## BEGIN RECORD SET
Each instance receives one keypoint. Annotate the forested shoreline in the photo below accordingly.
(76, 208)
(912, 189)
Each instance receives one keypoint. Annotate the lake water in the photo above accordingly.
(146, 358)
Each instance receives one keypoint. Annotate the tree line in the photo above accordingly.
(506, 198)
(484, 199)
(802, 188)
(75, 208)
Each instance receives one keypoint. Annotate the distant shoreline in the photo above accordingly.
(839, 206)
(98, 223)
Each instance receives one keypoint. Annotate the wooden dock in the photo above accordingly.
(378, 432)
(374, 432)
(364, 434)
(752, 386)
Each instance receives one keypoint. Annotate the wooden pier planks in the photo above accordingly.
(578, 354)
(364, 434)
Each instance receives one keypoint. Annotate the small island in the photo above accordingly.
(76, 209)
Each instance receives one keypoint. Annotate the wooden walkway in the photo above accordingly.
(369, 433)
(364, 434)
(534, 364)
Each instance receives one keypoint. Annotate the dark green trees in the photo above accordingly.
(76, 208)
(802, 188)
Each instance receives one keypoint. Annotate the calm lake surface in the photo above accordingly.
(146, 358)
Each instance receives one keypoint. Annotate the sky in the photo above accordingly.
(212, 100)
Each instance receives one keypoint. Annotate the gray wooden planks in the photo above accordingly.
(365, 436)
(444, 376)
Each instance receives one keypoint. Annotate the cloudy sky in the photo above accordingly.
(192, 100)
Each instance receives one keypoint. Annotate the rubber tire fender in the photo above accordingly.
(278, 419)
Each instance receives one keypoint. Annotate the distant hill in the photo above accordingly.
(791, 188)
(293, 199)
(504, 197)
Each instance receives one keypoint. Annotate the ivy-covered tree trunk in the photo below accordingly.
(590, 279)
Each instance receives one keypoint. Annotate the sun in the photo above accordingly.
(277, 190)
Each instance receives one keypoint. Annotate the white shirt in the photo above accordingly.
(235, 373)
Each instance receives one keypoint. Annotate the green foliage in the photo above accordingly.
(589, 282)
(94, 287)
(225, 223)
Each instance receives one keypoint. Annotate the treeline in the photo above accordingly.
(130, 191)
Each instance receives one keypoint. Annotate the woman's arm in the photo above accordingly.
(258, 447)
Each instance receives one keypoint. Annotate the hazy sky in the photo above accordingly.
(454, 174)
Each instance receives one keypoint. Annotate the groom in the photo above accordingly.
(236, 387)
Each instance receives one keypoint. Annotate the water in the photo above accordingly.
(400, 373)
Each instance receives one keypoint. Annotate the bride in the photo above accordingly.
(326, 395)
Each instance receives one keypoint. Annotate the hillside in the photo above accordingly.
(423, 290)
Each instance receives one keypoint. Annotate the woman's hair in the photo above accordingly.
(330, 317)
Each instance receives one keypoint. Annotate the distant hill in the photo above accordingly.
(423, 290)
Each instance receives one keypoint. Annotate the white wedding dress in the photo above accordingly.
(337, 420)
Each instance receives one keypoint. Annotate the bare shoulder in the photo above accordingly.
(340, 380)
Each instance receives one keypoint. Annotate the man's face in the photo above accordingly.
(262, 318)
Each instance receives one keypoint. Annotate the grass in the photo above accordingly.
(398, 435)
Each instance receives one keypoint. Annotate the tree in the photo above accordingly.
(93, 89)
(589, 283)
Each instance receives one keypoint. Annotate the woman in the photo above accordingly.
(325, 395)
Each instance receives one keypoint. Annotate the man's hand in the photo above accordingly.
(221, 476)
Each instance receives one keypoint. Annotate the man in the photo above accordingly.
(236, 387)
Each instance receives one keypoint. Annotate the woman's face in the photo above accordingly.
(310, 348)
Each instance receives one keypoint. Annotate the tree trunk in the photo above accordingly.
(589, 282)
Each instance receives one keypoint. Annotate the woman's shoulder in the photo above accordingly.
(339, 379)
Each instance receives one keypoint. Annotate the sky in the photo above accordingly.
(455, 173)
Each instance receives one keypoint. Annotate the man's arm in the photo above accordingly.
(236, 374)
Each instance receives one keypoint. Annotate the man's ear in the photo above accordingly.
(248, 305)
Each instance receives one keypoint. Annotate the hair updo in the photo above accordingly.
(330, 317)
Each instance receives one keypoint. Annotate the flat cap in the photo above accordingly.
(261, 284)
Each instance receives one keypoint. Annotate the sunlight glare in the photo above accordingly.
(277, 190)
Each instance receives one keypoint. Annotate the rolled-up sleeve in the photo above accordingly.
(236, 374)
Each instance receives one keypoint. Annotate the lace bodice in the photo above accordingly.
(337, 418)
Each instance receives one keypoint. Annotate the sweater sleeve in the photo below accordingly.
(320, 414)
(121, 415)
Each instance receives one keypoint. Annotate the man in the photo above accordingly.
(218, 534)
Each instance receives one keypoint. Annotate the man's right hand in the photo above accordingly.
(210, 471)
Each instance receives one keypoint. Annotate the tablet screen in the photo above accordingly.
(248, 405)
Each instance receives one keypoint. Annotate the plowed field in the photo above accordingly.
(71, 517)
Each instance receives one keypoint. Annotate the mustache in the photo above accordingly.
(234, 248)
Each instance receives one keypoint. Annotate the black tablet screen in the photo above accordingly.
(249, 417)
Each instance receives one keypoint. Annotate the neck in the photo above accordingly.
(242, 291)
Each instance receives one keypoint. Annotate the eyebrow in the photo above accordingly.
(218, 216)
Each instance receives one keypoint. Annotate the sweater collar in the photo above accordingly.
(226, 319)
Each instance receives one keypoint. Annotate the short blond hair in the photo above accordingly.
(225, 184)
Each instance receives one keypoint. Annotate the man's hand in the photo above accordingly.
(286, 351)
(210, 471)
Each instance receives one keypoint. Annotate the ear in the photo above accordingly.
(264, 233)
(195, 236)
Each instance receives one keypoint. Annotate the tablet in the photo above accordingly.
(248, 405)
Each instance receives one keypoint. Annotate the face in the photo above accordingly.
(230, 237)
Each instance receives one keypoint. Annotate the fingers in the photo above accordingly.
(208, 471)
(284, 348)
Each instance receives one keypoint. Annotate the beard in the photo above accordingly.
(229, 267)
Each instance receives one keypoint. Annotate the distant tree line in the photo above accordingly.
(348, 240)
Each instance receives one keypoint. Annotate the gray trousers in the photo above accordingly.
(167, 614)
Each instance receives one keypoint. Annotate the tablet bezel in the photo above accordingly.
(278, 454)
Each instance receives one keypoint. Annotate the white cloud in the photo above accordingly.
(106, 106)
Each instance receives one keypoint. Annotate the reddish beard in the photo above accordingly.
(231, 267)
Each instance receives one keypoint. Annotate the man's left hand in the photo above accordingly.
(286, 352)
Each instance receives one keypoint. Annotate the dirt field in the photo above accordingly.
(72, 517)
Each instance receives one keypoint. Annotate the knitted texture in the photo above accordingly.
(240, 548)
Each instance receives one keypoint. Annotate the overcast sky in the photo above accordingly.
## END RECORD SET
» TASK DETAILS:
Transcribe all of the entries without altering anything.

» RESPONSE TO THE TASK:
Each instance receives one keypoint. Annotate the forested shoreline in the photo below accordingly.
(76, 208)
(912, 189)
Each instance receives one keypoint. Annotate the lake water in the photo above accordingly.
(146, 358)
Each instance receives one keypoint. Annotate the tree line in the photo above accordingly.
(506, 198)
(484, 199)
(802, 188)
(75, 208)
Each instance receives one keypoint. Annotate the distant shoreline in the photo above accordingly.
(839, 206)
(98, 223)
Each instance receives one keypoint. Annotate the wooden dock in the photo above accordingly.
(378, 432)
(374, 432)
(364, 434)
(752, 386)
Each instance receives one keypoint. Annotate the wooden pier planks in the photo above accordingly.
(578, 354)
(364, 434)
Each instance receives one keypoint. Annotate the small island in the photo above accordingly.
(76, 209)
Each instance receives one keypoint. Annotate the wooden walkway in the photo above accordingly.
(369, 433)
(364, 434)
(534, 364)
Each instance receives one keypoint. Annotate the dark green trees in the photo above accordingly.
(76, 208)
(802, 188)
Each instance receives one keypoint. Annotate the calm lake surface in the photo above accordingly.
(146, 358)
Each instance receives one keypoint. Annotate the sky in the photo above accordingly.
(212, 100)
Each instance receives one keypoint. Annotate the gray wooden planks in the photo above accordingly.
(365, 436)
(444, 376)
Each instance receives one keypoint. Annotate the cloudy sky in the photo above accordingly.
(192, 100)
Each instance receives one keypoint. Annotate the rubber tire fender in the photo above accordingly.
(278, 419)
Each instance receives one keypoint. Annotate the distant hill in the photo above accordingly.
(791, 188)
(293, 199)
(504, 197)
Each instance receives one keypoint. Annotate the ivy-covered tree trunk in the photo below accordingly.
(590, 279)
Each instance receives one keypoint. Annotate the sun in the photo above accordingly.
(277, 190)
Each instance receives one keypoint. Annotate the white shirt in the photo above accordingly.
(235, 373)
Each instance receives one keypoint. Annotate the green foliage in the photo above accordingly.
(589, 282)
(94, 287)
(225, 223)
Each instance receives one keypoint. Annotate the treeline in the photo above accordingly.
(130, 191)
Each instance receives one keypoint. Annotate the woman's arm in the photo above accordingly.
(258, 447)
Each instance receives one keypoint. Annotate the hazy sky in the photo above accordingly.
(454, 174)
Each instance receives one keypoint. Annotate the groom in the photo above accordingly.
(236, 387)
Each instance receives one keypoint. Annotate the water in the photo above accordingly.
(400, 373)
Each instance receives one keypoint. Annotate the bride in the photo above accordingly.
(326, 395)
Each instance receives one keypoint. Annotate the hillside in the photo above accordingly.
(423, 290)
Each instance receives one keypoint. Annotate the woman's hair in the photo above accordingly.
(330, 317)
Each instance receives one keypoint. Annotate the distant hill in the photo above accordingly.
(423, 290)
Each instance receives one keypoint. Annotate the white wedding dress in the photo above accordingly.
(337, 420)
Each instance receives one keypoint. Annotate the bare shoulder in the photo above accordingly.
(340, 380)
Each instance receives one keypoint. Annotate the man's face in the photo above accordingly.
(262, 318)
Each instance receives one keypoint. Annotate the grass in the photo above accordingly.
(398, 435)
Each instance receives one keypoint. Annotate the tree in the photo above accordingly.
(93, 89)
(589, 283)
Each instance receives one keypoint. Annotate the woman in the photo above accordingly.
(325, 395)
Each instance receives one keypoint. Annotate the man's hand in the photo above accordingly.
(221, 476)
Each instance receives one keypoint. Annotate the man in the photo above accordingly.
(236, 387)
Each instance receives one keypoint. Annotate the woman's face in the photo above accordingly.
(310, 348)
Each instance receives one keypoint. Annotate the tree trunk in the photo above accordingly.
(589, 282)
Each instance receives one keypoint. Annotate the woman's shoulder in the photo above accordingly.
(339, 379)
Each instance receives one keypoint. Annotate the sky in the photo above accordingly.
(455, 173)
Each instance receives one keypoint. Annotate the man's arm in the photo above accordingly.
(236, 374)
Each instance receives one keypoint. Annotate the man's ear in the photo above accordingly.
(248, 305)
Each instance receives one keypoint. Annotate the hair updo in the photo above accordingly.
(330, 317)
Each instance receives one keypoint. Annotate the flat cap in the photo above accordingly.
(261, 284)
Each instance receives one keypoint. Annotate the sunlight glare in the photo above accordingly.
(277, 190)
Each instance receives one keypoint. Annotate the rolled-up sleeve in the photo above accordingly.
(236, 374)
Each instance receives one keypoint. Annotate the lace bodice in the photo above accordingly.
(337, 418)
Each instance receives one keypoint. Annotate the sweater sleeve in the photo below accordingly.
(320, 414)
(121, 415)
Each instance receives one keypoint. Annotate the man in the photo above accordingly.
(218, 534)
Each instance receives one keypoint. Annotate the man's right hand in the photo above accordingly.
(210, 471)
Each instance receives one keypoint. Annotate the tablet screen in the photo above accordingly.
(248, 405)
Each instance receives one keypoint. Annotate the plowed field in the photo above accordingly.
(71, 517)
Each instance receives one keypoint. Annotate the mustache in the photo above accordingly.
(234, 248)
Each instance receives one keypoint. Annotate the black tablet screen in the photo above accordingly.
(249, 417)
Each instance receives one keypoint. Annotate the neck in the photo above accordingly.
(242, 291)
Each instance receives one keypoint. Annotate the eyebrow in the photo above accordingly.
(218, 216)
Each instance receives one keypoint. Annotate the sweater collar in the photo above accordingly.
(226, 319)
Each instance receives one keypoint. Annotate the short blond hair in the photo above accordingly.
(225, 184)
Each instance receives one keypoint. Annotate the man's hand in the photo above accordingly.
(286, 351)
(210, 471)
Each instance receives one keypoint. Annotate the ear in the photo above accordingly.
(264, 233)
(195, 236)
Each instance receives one keypoint. Annotate the tablet in the photo above accordingly.
(248, 405)
Each instance receives one keypoint. Annotate the face in the photo above accordingly.
(230, 237)
Each instance receives one keypoint. Annotate the fingers in the photo above accordingly.
(208, 471)
(284, 348)
Each instance receives one keypoint. Annotate the beard in the photo above accordingly.
(229, 267)
Each instance receives one keypoint. Annotate the distant tree line in the photo above accordingly.
(348, 240)
Each instance receives one keypoint. Annotate the gray trousers in the photo above accordingly.
(167, 614)
Each instance receives one keypoint. Annotate the tablet bezel in the photo above accordingly.
(278, 454)
Each instance receives one keypoint. Annotate the white cloud in the photo above accordingly.
(106, 106)
Each instance receives one keypoint. Annotate the reddish beard in the photo above accordingly.
(231, 267)
Each instance receives one keypoint. Annotate the man's left hand in the photo above accordingly.
(286, 352)
Each instance receives one keypoint. Annotate the dirt field in the photo above accordingly.
(72, 517)
Each instance receives one keypoint. Annotate the knitted texture in the photo above accordingly.
(240, 548)
Each instance receives one keypoint. Annotate the overcast sky in the photo above accordingly.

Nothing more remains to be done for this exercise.